* **Source document**

In the previous techniques like Bagging and Boosting, we have used the base learners as Decision Trees. You might get a doubt, is there a way to use different base models (like linear SVM, Naive Bayes, KNN etc, with good bias and variance) instead of just Decision Trees? Yes, that is possible with Stacking technique. Let’s dive deep to understand better.
Understanding Stacking:
Step 1:
The core concept of this technique is, first we use the whole training data and train ‘m’ base models. Here, all the models are different and independent from each other, just like the models in Random forest and all are running parallelly. (More different the models are, the better the performance is.)
Now, given query point is passed through each of the ‘m’ models and we get the predicted outputs.
Step 2:
Now, instead of aggregating these outputs(just like we did it in Random Forest), a new data set is formed with these outputs and passed to a Meta classifier(which could be Logistic Regression, Decision tree, Linear SVM etc,.) which actually predicts the output.
Training a Meta classifier on the outputs of Base learners.

* **Exercise instructions**
1. Reproduce the stacking explanation word for word, from start to end.
2. Please transfer the records from their very first line through the line containing "(1139, 494)", both ends included, keeping the requests and adding 115 to every coordinate in the answers; carry over nothing beyond that line.

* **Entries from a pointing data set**
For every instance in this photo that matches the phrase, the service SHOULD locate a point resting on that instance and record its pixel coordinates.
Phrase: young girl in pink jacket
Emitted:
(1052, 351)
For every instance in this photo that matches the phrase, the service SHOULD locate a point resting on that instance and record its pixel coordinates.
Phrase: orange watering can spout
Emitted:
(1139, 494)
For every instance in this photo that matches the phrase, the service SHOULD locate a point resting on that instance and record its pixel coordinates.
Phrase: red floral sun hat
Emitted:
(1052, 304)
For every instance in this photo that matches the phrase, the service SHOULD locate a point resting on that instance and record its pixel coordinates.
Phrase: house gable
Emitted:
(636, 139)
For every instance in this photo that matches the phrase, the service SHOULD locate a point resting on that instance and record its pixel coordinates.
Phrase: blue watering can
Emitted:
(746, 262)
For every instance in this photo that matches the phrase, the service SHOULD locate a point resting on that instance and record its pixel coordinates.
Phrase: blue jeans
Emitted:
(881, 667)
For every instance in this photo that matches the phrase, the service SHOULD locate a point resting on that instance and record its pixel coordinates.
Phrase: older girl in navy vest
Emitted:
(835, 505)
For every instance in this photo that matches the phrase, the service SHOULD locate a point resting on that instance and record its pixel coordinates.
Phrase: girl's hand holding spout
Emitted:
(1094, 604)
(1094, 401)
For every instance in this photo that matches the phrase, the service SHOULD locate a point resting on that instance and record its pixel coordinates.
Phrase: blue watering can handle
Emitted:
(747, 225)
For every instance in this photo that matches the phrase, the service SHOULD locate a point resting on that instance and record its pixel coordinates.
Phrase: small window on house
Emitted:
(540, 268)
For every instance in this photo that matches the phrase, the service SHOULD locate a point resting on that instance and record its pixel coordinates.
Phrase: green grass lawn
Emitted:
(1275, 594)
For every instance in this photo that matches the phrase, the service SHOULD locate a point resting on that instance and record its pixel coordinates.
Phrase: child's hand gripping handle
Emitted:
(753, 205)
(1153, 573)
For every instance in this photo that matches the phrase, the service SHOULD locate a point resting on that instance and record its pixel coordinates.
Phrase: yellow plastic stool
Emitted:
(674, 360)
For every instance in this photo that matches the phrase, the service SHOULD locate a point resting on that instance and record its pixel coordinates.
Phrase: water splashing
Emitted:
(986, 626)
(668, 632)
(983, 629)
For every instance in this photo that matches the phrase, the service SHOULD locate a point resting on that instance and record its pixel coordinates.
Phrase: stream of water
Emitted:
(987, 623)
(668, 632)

* **Responses to the exercise**
1.
In the previous techniques like Bagging and Boosting, we have used the base learners as Decision Trees. You might get a doubt, is there a way to use different base models (like linear SVM, Naive Bayes, KNN etc, with good bias and variance) instead of just Decision Trees? Yes, that is possible with Stacking technique. Let’s dive deep to understand better.
Understanding Stacking:
Step 1:
The core concept of this technique is, first we use the whole training data and train ‘m’ base models. Here, all the models are different and independent from each other, just like the models in Random forest and all are running parallelly. (More different the models are, the better the performance is.)
Now, given query point is passed through each of the ‘m’ models and we get the predicted outputs.
Step 2:
Now, instead of aggregating these outputs(just like we did it in Random Forest), a new data set is formed with these outputs and passed to a Meta classifier(which could be Logistic Regression, Decision tree, Linear SVM etc,.) which actually predicts the output.
Training a Meta classifier on the outputs of Base learners.

2.
For every instance in this photo that matches the phrase, the service SHOULD locate a point resting on that instance and record its pixel coordinates.
Phrase: young girl in pink jacket
Emitted:
(1167, 466)
For every instance in this photo that matches the phrase, the service SHOULD locate a point resting on that instance and record its pixel coordinates.
Phrase: orange watering can spout
Emitted:
(1254, 609)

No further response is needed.